- GIVEN EXERCISE
For each statement, answer yes or no on whether it agrees with the page on writing queries, and quote the exact words of that page that decide it: (a) a column with no alias gets the full column name with "." replaced by "_"; (b) resource indices count positions starting from 1; (c) in the NodeJS version, autogenerated aliases include the current resource name.

- TEXT PROVIDED
┄┄┄┄┄┄┄┄┄┄┄┄┄┄┄┄┄┄┄┄

Skip to content

Files

Latest commit

 

History

History
378 lines (292 loc) · 14.7 KB

how-to-write-queries.md

File metadata and controls

378 lines (292 loc) · 14.7 KB

How to write queries

Table of content

Intro

Google Ads API Report Fetcher uses GAQL syntax with some extended capabilities.

This is how a generic query might look like:

SELECT
    ad_group.id,
    ad_group.name
FROM ad_group

When running this query and saving the results we get pretty long and unreadable column names - ad_group.id and ad_group.name.

Things might be more complicated if you want to extract and save such objects as unselectable elements, complex messages and resource names.

In order to simplify data extraction and processing when querying data from Ads API we introduce additional syntax (see an example below):

SELECT
    resource.attribute AS column_name_1,
    resource.attribute:nested.resource AS column_name_3
    resource.attribute~1 AS column_name_4
FROM resource

Elements

  • Aliases (AS column_name)
  • Nested resources (:nested.resource.name)
  • Resource indices (~position)
  • Virtual columns (metric.name / metric.name_2 AS alias)

Aliases

Alias is used to give a descriptive name to a metric or attribute fetched from API when saving data. So instead of column name campaign.app_campaign_setting.bidding_strategy_goal_type you may use something more user friendly, like bidding_type.

Aliases are specified using AS keyword as shown below:

SELECT
    campaign.app_campaign_setting.bidding_strategy_goal_type AS bidding_type
FROM campaign

If you don't specify an alias it will be generated as full column name where "." replaced with "_".

In NodeJS version autogenerated aliases won't contains current resource name (for example while selecting "campaign.app_campaign_setting.bidding_strategy_goal_type" from campaign there will be a column "app_campaign_setting_bidding_strategy_goal_type")

Nested Resources

Some fields return structs, and if you want to get a nested attribute scalar value you can use nested resource selectors. One particular example is working with change_event - change_event.new_resource consists of various changes made to an entity and looks something like that:

new_resource {
    campaign {
        target_cpa {
            target_cpa_micros: 1000000
        }
    }
}

In order to extract a particular element (i.e., final value for target_cpa_micros) we use the : syntax - change_event.new_resource:campaign.target_cpa.target_cpas_micros:

SELECT
    change_event.old_resource:campaign.target_cpa.target_cpa_micros AS old_target_cpa,
    change_event.new_resource:campaign.target_cpa.target_cpa_micros AS new_target_cpa
FROM change_event

Resource Indices

Resource indices are used to extract a particular element from data type RESOURCE_NAME. I.e., if we want to get resource name for campaign_audience_view.resource_name and save it somewhere, the saved result will contain a string customers/{customer_id}/campaignAudienceViews/{campaign_id}~{criterion_id}. Usually we want to get only the last element from (criterion_id) and it can be extracted with ~N syntax where N is a position of an element you want to extract (indexing is starting from 0).

┄┄┄┄┄┄┄┄┄┄┄┄┄┄┄┄┄┄┄┄

- DATASET EXTRACT
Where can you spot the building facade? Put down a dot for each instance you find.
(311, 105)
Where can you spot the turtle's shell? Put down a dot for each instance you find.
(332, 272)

┄┄┄┄┄┄┄┄┄┄┄┄┄┄┄┄┄┄┄┄

- RESPONSE BELOW
(a) Yes: "If you don't specify an alias it will be generated as full column name where "." replaced with "_"."
(b) No: "indexing is starting from 0"
(c) No: "In NodeJS version autogenerated aliases won't contains current resource name"